Written task A> Translate this sentence from the Longstreet option amendment into Spanish: "The Parties now desire to amend the Option Agreement to adjust the timing and amounts of the required Expenditures, cash payments and option grants required by Section 4 of the Option Agreement."

Source text>
======
Amendment to Longstreet Property Option Agreement dated December 10, 2014 between Minquest, Inc. and Star Gold Corp

EX-10.4 3 exhibit_10-4.htm AMENDMENT TO LONGSTREET PROPERTY OPTION AGREEMENT DATED DECEMBER 10, 2014 BETWEEN MINQUEST, INC. AND STAR GOLD CORP. Untitled Document
 
Exhibit 10.4
 
AMENDMENT
TO
LONGSTREET PROPERTY OPTION AGREEMENT
 
This Property Option Agreement Amendment (the “Amendment”) is executed this 10th day of December. 2014 by and between MinQuest, Inc., a Nevada corporation (“MinQuest”) and Star Gold Corp., a Nevada corporation (“Star Gold”) (each a “Party” and together the “Parties”).
 
RECITALS
 
 
A.
MinQuest and Star Gold entered into a Property Option Agreement (the “Option Agreement”), dated January 15, 2010, for the property referred to in the Option Agreement as the “Longstreet Property” (the “Property”);
 
 
B.
Section 4 of the Option Agreement requires Star Gold to incur certain levels of Expenditures on the Property, make certain cash payments to MinQuest and issue to MinQuest certain numbers of options to purchase Star Gold common stock (the “Options”), according to the schedules set forth therein;
 
 
C.
The Parties now desire to amend the Option Agreement to adjust the timing and amounts of the required Expenditures, cash payments and option grants required by Section 4 of the Option Agreement.
======
Material>
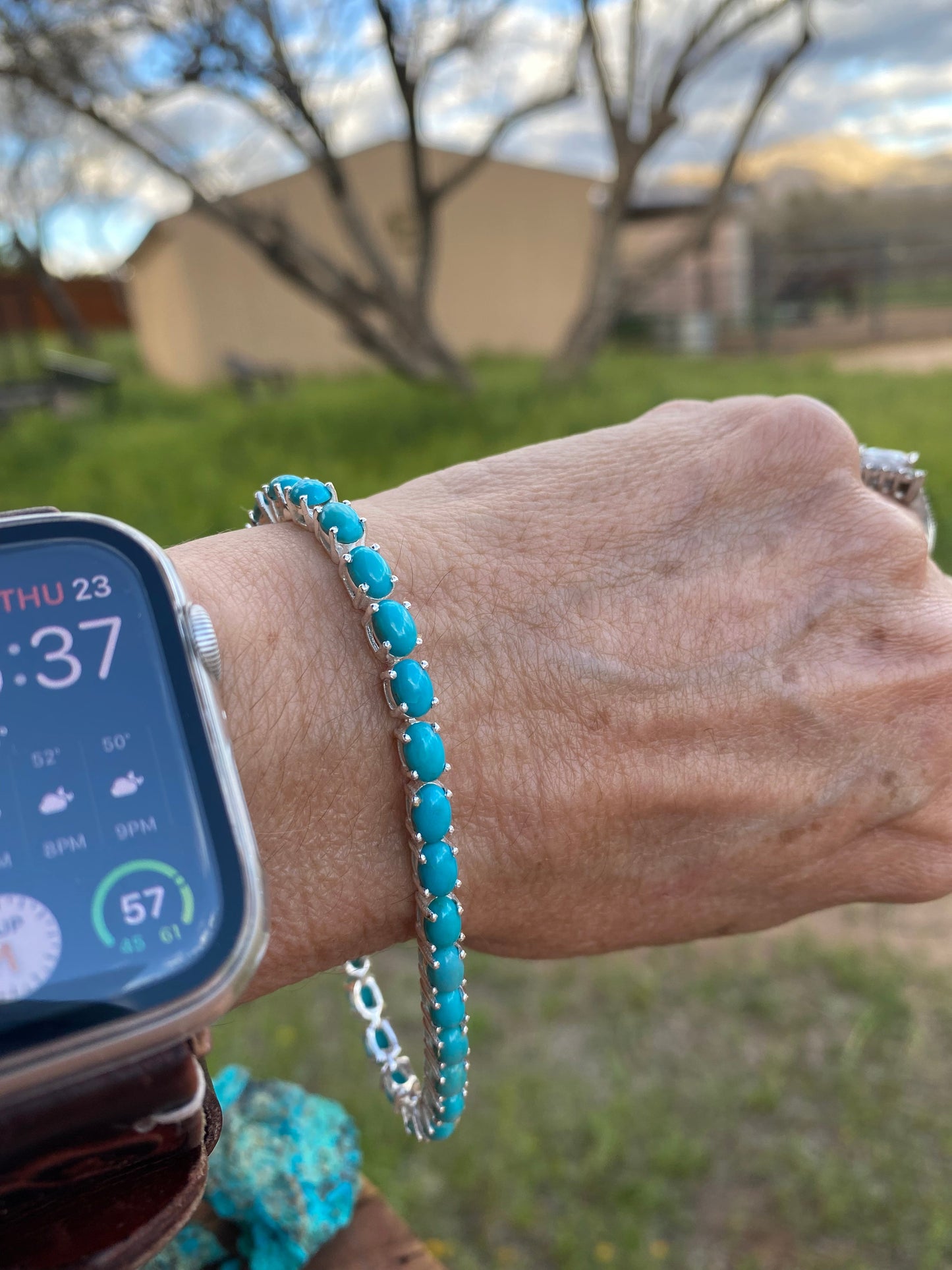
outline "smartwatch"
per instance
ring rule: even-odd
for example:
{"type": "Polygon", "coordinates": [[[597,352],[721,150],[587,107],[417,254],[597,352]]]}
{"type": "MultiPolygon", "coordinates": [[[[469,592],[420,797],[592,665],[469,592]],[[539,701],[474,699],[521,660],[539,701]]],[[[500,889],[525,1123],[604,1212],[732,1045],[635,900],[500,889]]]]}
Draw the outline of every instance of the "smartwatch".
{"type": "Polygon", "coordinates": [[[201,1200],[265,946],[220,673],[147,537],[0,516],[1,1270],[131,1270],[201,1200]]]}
======
Written task B> Lay out the lines of the polygon-outline entries above as a JSON list of strings, one string per line, with blank lines dropped. Leave the pictures out.

Exercise solution A> Las Partes desean ahora modificar el Acuerdo de Opción para ajustar el calendario y los montos de los Gastos requeridos, los pagos en efectivo y las concesiones de opciones exigidos por la Sección 4 del Acuerdo de Opción.

Exercise solution B>
[
  "outline \"smartwatch\"",
  "per instance",
  "ring rule: even-odd",
  "for example:",
  "{\"type\": \"Polygon\", \"coordinates\": [[[597,352],[721,150],[587,107],[417,254],[597,352]]]}",
  "{\"type\": \"MultiPolygon\", \"coordinates\": [[[[469,592],[420,797],[592,665],[469,592]],[[539,701],[474,699],[521,660],[539,701]]],[[[500,889],[525,1123],[604,1212],[732,1045],[635,900],[500,889]]]]}",
  "Draw the outline of every instance of the \"smartwatch\".",
  "{\"type\": \"Polygon\", \"coordinates\": [[[201,1200],[265,946],[220,673],[147,537],[0,516],[1,1270],[131,1270],[201,1200]]]}"
]